# TASK TO CARRY OUT:
Leave out the pictures and transcribe everything else exactly.

▬▬▬

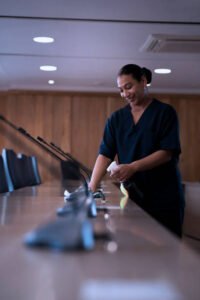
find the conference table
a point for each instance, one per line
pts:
(142, 260)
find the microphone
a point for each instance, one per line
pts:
(30, 137)
(67, 156)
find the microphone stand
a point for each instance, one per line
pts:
(39, 143)
(30, 137)
(67, 156)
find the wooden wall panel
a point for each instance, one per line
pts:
(88, 120)
(75, 121)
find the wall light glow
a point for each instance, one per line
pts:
(51, 81)
(48, 68)
(43, 39)
(162, 71)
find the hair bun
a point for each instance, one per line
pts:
(148, 74)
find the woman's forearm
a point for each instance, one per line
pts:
(99, 171)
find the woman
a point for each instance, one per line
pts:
(145, 137)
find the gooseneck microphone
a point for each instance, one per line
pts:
(67, 156)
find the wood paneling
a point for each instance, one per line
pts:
(75, 122)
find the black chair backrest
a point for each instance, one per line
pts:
(3, 179)
(23, 169)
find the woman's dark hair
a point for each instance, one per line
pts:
(136, 71)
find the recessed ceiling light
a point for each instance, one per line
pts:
(51, 81)
(48, 68)
(43, 39)
(162, 71)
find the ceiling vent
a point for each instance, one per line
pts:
(171, 44)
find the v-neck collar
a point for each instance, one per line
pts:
(145, 112)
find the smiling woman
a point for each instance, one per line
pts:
(144, 135)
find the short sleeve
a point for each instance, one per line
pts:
(108, 143)
(169, 131)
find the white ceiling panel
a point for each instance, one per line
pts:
(93, 39)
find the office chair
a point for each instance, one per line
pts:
(3, 179)
(21, 170)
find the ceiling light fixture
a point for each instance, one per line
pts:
(43, 39)
(162, 71)
(51, 81)
(48, 68)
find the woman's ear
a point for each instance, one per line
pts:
(144, 80)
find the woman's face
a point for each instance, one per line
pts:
(131, 89)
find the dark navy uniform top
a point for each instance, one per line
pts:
(157, 129)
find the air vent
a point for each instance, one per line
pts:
(171, 43)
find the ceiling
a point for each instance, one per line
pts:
(93, 40)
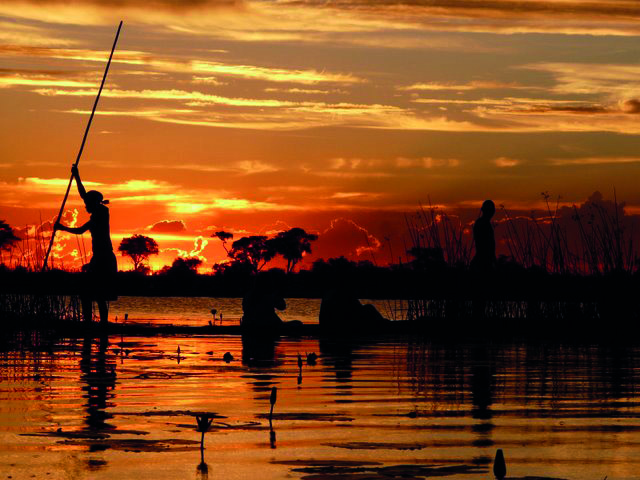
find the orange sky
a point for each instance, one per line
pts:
(338, 117)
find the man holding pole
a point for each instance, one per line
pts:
(103, 264)
(101, 269)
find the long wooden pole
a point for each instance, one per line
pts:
(84, 140)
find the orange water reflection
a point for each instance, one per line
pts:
(108, 407)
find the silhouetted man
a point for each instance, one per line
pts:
(103, 264)
(485, 257)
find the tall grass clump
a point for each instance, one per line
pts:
(25, 254)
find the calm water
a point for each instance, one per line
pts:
(398, 408)
(197, 310)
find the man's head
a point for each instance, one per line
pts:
(488, 208)
(92, 200)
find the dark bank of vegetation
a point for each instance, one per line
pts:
(578, 262)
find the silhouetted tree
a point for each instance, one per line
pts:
(254, 251)
(223, 237)
(7, 237)
(138, 248)
(293, 244)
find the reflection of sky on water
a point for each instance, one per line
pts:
(126, 408)
(197, 310)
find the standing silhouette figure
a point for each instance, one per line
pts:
(102, 267)
(484, 260)
(484, 240)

▬▬▬

# REPLY:
find the conference table
a point for each instance, one per line
pts:
(142, 260)
find the microphone
a point for each instance, one per line
pts:
(30, 137)
(67, 156)
find the microphone stand
a point for each instance, one per line
pts:
(39, 143)
(30, 137)
(67, 156)
find the wooden wall panel
a point for each instance, one per line
pts:
(88, 120)
(75, 121)
find the wall light glow
a point for each instance, one per line
pts:
(51, 81)
(48, 68)
(43, 39)
(162, 71)
find the hair bun
a point for each instance, one per line
pts:
(148, 74)
find the woman's forearm
a point for each instance, one per line
pts:
(99, 171)
find the woman
a point for each instance, one per line
pts:
(145, 137)
find the gooseneck microphone
a point for each instance, one per line
pts:
(67, 156)
find the wood paneling
a point for each instance, one per line
pts:
(75, 122)
find the black chair backrest
a point for each instance, one per line
pts:
(3, 179)
(23, 169)
find the woman's dark hair
a point for each instance, one per line
pts:
(136, 71)
find the recessed ceiling light
a point for each instance, one per line
pts:
(51, 81)
(48, 68)
(43, 39)
(162, 71)
find the ceiling vent
a point for each instance, one per line
pts:
(171, 44)
find the v-neck collar
a point for each instance, one per line
pts:
(145, 112)
find the smiling woman
a point for each instance, one per line
pts:
(144, 135)
find the short sleeve
a point for each instance, one per line
pts:
(108, 143)
(169, 131)
find the white ceiling panel
a point for each instance, one per line
pts:
(93, 39)
find the office chair
a point for each instance, one per line
pts:
(3, 179)
(21, 170)
find the ceiling light fixture
a point for each instance, one per line
pts:
(43, 39)
(162, 71)
(51, 81)
(48, 68)
find the woman's ear
a point for each instance, one per line
pts:
(144, 80)
find the woman's face
a point for each instance, one per line
pts:
(131, 89)
find the dark navy uniform top
a point for each instance, one per line
pts:
(157, 129)
find the air vent
a point for each instance, one per line
pts:
(171, 43)
find the ceiling
a point for each instance, one per line
pts:
(93, 40)
find the orange sky
a point for each instance, one per line
pts:
(338, 117)
find the man holding pole
a point for each instance, one per line
pts:
(103, 264)
(101, 269)
find the long wooden pole
a point for each instance, one per line
pts:
(84, 140)
find the orange water reflection
a point for each instance, one per line
pts:
(108, 407)
find the silhouetted man
a point for each instance, one per line
pts:
(103, 264)
(485, 257)
find the tall grass clump
a point for each instance, one per line
pts:
(25, 254)
find the calm water
a point for each instance, one per line
pts:
(398, 408)
(197, 310)
find the man's head
a point for each instance, one per line
pts:
(488, 208)
(92, 200)
find the dark bank of vegetation
a point for each instance, one per line
pts:
(578, 262)
find the silhouetted tree
a point for each instance, one per line
pts:
(254, 251)
(223, 237)
(7, 237)
(138, 248)
(293, 244)
find the reflection of sky on water
a point for each instance, one per line
pts:
(126, 408)
(197, 310)
find the standing silhouette figure
a point for each instance, one per line
pts:
(102, 267)
(484, 260)
(484, 240)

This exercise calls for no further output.